**Texto da página:**
NOTA DE APOIO A LUARA DIAS



Sapatonas negras caminhoneiras incomodam tanto assim? O engendre acompanhou na última semana a repercussão negativa da dissertação de mestrado em Políticas Públicas, da Universidade Federal do Piauí, de autoria da assistente social Luara Dias. O título "Sapatonas negras caminhoneiras e o mercado de trabalho como um desafio" foi divulgado em uma página conservadora de direita no Instagram, onde sofreu comentários negativos que questionam a legitimidade de uma pesquisa com esse tema, além de xingamentos e agressões.

O termo "sapatonas caminhoneiras" é uma forma de nominar uma expressão da identidade lésbica, inicialmente pejorativa, mas que foi ressignificada pelo próprio movimento. Mas de fato, o que ele significa?

Parte de um arquivo de dados:
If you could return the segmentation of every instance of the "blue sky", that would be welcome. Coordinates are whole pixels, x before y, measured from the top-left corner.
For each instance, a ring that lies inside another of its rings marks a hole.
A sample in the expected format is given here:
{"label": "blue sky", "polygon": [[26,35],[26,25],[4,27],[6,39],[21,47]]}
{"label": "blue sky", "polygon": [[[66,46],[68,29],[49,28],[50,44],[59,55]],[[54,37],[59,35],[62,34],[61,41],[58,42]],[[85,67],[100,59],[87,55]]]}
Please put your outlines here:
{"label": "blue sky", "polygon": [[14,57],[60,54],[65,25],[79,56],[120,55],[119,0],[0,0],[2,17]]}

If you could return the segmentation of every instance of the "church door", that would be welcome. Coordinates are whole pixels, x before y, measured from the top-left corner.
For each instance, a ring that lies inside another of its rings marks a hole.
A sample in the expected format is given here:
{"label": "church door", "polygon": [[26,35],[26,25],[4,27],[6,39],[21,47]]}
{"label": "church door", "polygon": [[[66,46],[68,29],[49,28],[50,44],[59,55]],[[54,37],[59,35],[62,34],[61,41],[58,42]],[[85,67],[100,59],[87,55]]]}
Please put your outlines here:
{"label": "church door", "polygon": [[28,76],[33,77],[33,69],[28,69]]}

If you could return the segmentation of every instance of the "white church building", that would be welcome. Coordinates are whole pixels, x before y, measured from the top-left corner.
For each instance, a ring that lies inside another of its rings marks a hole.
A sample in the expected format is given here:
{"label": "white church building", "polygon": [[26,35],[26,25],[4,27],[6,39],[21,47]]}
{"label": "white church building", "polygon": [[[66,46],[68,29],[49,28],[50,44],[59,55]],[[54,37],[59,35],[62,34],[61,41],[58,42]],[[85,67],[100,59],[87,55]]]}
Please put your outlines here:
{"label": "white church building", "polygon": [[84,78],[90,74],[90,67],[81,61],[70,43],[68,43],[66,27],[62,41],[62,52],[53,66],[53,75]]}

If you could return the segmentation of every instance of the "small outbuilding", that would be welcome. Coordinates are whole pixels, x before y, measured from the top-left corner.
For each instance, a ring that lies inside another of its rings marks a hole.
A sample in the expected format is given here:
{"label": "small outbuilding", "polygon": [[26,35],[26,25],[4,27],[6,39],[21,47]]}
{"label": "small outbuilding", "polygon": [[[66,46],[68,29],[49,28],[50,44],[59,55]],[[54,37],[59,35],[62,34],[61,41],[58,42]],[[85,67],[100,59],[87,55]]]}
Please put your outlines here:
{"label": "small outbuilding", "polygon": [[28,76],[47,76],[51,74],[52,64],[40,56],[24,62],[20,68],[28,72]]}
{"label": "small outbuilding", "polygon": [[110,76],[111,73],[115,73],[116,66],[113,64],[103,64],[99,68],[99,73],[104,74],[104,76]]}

**Tarefa proposta:**
Por favor, cite da nota de apoio a Luara Dias o trecho que começa em "Sapatonas negras caminhoneiras incomodam" e vai até "que ele significa?", incluindo essas palavras.

**Resposta abaixo:**
Sapatonas negras caminhoneiras incomodam tanto assim? O engendre acompanhou na última semana a repercussão negativa da dissertação de mestrado em Políticas Públicas, da Universidade Federal do Piauí, de autoria da assistente social Luara Dias. O título "Sapatonas negras caminhoneiras e o mercado de trabalho como um desafio" foi divulgado em uma página conservadora de direita no Instagram, onde sofreu comentários negativos que questionam a legitimidade de uma pesquisa com esse tema, além de xingamentos e agressões.

O termo "sapatonas caminhoneiras" é uma forma de nominar uma expressão da identidade lésbica, inicialmente pejorativa, mas que foi ressignificada pelo próprio movimento. Mas de fato, o que ele significa?